** Directive **
Without the pictures, print each of the records below exactly as it appears.

----- Record set

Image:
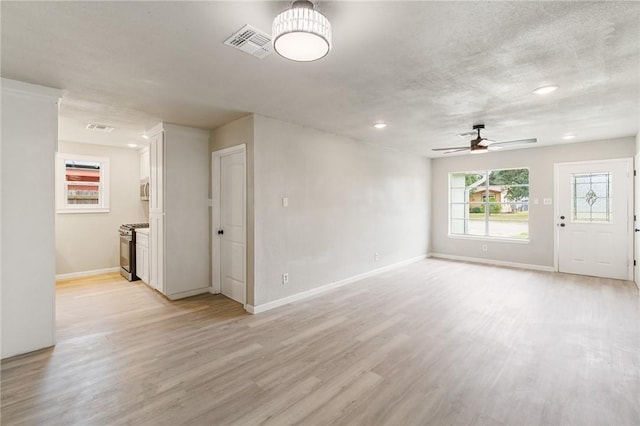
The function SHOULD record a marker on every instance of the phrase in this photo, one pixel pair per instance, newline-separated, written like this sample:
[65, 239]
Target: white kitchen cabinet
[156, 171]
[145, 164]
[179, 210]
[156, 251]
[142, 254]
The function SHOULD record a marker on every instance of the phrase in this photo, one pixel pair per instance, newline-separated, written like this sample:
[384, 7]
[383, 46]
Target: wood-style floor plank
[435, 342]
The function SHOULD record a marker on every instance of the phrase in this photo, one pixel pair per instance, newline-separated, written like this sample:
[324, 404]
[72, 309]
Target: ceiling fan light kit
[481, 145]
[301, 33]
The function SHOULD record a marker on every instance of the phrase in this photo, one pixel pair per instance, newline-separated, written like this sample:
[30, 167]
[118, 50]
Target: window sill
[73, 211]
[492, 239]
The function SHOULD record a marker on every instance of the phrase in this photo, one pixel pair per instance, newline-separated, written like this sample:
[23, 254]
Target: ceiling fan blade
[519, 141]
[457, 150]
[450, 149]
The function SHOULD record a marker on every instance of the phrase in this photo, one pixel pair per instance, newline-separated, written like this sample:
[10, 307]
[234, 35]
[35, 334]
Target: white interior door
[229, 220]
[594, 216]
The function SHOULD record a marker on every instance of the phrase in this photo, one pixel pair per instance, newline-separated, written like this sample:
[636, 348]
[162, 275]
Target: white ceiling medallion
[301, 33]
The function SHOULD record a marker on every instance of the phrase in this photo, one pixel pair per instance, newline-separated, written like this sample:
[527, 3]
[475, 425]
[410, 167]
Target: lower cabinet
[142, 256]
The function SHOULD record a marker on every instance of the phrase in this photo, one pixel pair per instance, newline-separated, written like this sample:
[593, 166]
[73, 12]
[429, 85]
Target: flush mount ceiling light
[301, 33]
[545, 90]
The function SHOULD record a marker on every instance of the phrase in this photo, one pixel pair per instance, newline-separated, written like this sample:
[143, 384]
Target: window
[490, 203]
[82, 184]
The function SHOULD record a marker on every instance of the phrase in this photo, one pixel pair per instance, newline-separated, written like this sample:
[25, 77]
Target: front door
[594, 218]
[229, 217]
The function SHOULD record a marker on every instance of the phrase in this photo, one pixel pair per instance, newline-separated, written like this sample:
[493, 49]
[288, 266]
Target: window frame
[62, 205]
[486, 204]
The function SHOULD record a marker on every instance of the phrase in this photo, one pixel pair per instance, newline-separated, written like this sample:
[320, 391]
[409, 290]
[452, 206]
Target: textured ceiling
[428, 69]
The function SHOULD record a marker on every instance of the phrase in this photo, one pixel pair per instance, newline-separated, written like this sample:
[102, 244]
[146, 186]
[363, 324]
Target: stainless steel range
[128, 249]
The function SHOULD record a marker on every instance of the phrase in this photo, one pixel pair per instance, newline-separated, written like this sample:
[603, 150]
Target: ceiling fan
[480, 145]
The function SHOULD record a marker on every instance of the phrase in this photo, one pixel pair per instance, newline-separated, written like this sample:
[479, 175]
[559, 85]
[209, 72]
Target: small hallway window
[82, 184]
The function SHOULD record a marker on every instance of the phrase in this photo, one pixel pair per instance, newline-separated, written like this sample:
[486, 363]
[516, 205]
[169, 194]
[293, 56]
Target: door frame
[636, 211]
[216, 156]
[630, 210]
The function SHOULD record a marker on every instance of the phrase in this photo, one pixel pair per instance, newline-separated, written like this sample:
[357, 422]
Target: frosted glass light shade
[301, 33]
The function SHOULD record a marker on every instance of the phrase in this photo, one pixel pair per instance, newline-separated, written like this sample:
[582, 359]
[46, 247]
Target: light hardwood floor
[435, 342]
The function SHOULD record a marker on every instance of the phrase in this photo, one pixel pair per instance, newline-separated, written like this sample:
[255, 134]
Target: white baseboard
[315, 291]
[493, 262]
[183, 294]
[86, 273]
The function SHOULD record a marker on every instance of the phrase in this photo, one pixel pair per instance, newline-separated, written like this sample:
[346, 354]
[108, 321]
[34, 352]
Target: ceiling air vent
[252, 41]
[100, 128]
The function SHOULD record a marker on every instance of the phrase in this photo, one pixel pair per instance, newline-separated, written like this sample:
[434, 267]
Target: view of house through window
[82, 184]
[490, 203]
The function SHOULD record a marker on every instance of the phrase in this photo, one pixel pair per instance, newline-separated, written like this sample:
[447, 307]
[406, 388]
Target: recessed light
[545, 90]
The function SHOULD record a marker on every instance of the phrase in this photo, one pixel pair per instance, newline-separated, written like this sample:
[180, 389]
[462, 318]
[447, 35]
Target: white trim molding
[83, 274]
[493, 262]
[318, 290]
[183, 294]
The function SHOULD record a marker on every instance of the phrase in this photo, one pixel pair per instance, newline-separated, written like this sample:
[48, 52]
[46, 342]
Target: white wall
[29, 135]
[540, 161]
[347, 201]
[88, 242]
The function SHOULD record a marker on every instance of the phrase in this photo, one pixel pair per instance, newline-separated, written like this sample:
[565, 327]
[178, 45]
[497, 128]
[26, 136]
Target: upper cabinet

----------

** Full response **
Image:
The function SHOULD record a marker on every instance of the phrase in this photo, one pixel pair per instance, newline-separated, written like this sample:
[65, 239]
Target: white kitchen cabinet
[156, 171]
[145, 164]
[179, 210]
[156, 251]
[142, 254]
The function SHOULD record a marker on every instance of the phrase in this photo, one pixel pair per instance, newline-separated, written like this sample:
[384, 7]
[383, 46]
Target: wood-style floor plank
[435, 342]
The function SHOULD record a marker on every instance of the phrase in this photo, one pixel pair per instance, newline-separated, written like this sample:
[324, 404]
[72, 309]
Target: ceiling fan light kit
[481, 145]
[301, 33]
The function SHOULD record a marker on every instance of the phrase in this photo, one pixel pair per instance, newline-separated, written like this sample:
[30, 167]
[118, 50]
Target: window sill
[73, 211]
[492, 239]
The function SHOULD record a marker on every instance of the phrase in this photo, one pixel pair per instance, newline-separated, written like this sample:
[23, 254]
Target: ceiling fan blade
[519, 141]
[457, 150]
[450, 149]
The function SHOULD record a marker on every instance of the phrase in this photo, one pixel pair per instance, newline-separated, written like this sample:
[10, 307]
[234, 35]
[35, 334]
Target: white interior door
[229, 220]
[594, 216]
The function SHOULD record a marker on every instance of the phrase in this photo, one pixel pair per instance, newline-separated, written like this sample:
[636, 348]
[162, 275]
Target: white ceiling medallion
[301, 33]
The function SHOULD record a marker on every instance of the phrase in this photo, one pixel pair per instance, newline-separated, written like this sample:
[527, 3]
[475, 425]
[410, 167]
Target: lower cabinet
[142, 256]
The function SHOULD record a marker on every instance of the phrase in this photo, one pixel pair per instance, newline-separated, written like this sample:
[593, 166]
[73, 12]
[429, 85]
Target: flush mount ceiling light
[301, 33]
[545, 90]
The function SHOULD record a marker on every instance of the phrase in this photo, one pixel pair per instance, newline-separated, written like this sample:
[143, 384]
Target: window
[490, 203]
[82, 184]
The function SHOULD record a marker on every instance of the phrase in this photo, one pixel pair per instance, newline-separated, written like this sample:
[25, 77]
Target: front door
[594, 218]
[229, 217]
The function SHOULD record a marker on every instance of the phrase in this photo, one pixel pair per instance, newline-separated, written like this sample:
[493, 49]
[288, 266]
Target: window frame
[62, 205]
[486, 204]
The function SHOULD record a marker on every instance of the phrase in this photo, one pixel pair per instance, newline-separated, written like this sample:
[320, 391]
[409, 290]
[452, 206]
Target: textured ceiling
[428, 69]
The function SHOULD record a marker on every instance of the phrase in this photo, one pixel pair per instance, newline-separated, written like this sample:
[102, 244]
[146, 186]
[363, 324]
Target: stainless steel range
[128, 249]
The function SHOULD record a marker on every instance of the phrase in this photo, one pixel pair per instance, newline-separated, written like this sample:
[603, 150]
Target: ceiling fan
[480, 145]
The function SHOULD record a marker on every instance of the phrase in this photo, one pixel pair per instance, newline-separated, written like this sample:
[479, 175]
[559, 85]
[209, 72]
Target: small hallway window
[82, 184]
The function SHOULD record a marker on every instance of the phrase in this photo, one pixel pair per instance, newline-separated, written like this sample:
[486, 363]
[516, 205]
[169, 194]
[293, 56]
Target: door frame
[636, 211]
[216, 156]
[630, 210]
The function SHOULD record a marker on every instance of the phrase in this photo, one pixel pair per instance, newline-separated, written like this sample:
[357, 422]
Target: frosted glass light shade
[301, 33]
The function SHOULD record a marker on every instance of the phrase in this photo, one pixel pair per instance, newline-separated, written like this sample:
[582, 359]
[46, 247]
Target: light hardwood floor
[435, 342]
The function SHOULD record a marker on every instance of the phrase in this photo, one pixel pair per instance, newline-separated, written like this sample:
[255, 134]
Target: white baseboard
[315, 291]
[493, 262]
[183, 294]
[86, 273]
The function SHOULD record a marker on every instance of the phrase in this photo, one pixel pair per instance, newline-separated, written like this sample:
[346, 354]
[108, 321]
[34, 352]
Target: ceiling air vent
[252, 41]
[100, 128]
The function SHOULD record a marker on every instance of the phrase in this photo, one pixel pair per instance, newline-separated, written like this sample:
[434, 267]
Target: view of house through window
[82, 184]
[490, 203]
The function SHOULD record a marker on every instance of the phrase in this photo, one pixel pair per instance, newline-separated, written like this sample:
[447, 307]
[406, 388]
Target: recessed light
[545, 90]
The function SHOULD record a marker on every instance of the phrase in this photo, one pixel pair per instance, newline-separated, written like this sample:
[180, 389]
[462, 318]
[447, 35]
Target: white trim molding
[83, 274]
[493, 262]
[318, 290]
[183, 294]
The function SHOULD record a marker on every instance of the phrase in this photo, one pixel pair per instance, newline-separated, written like this sample:
[48, 52]
[46, 342]
Target: white wall
[29, 135]
[540, 161]
[347, 201]
[88, 242]
The function SHOULD record a marker on every instance of the phrase in this photo, one pixel pair per instance, newline-separated, written like this sample:
[565, 327]
[178, 45]
[497, 128]
[26, 136]
Target: upper cabinet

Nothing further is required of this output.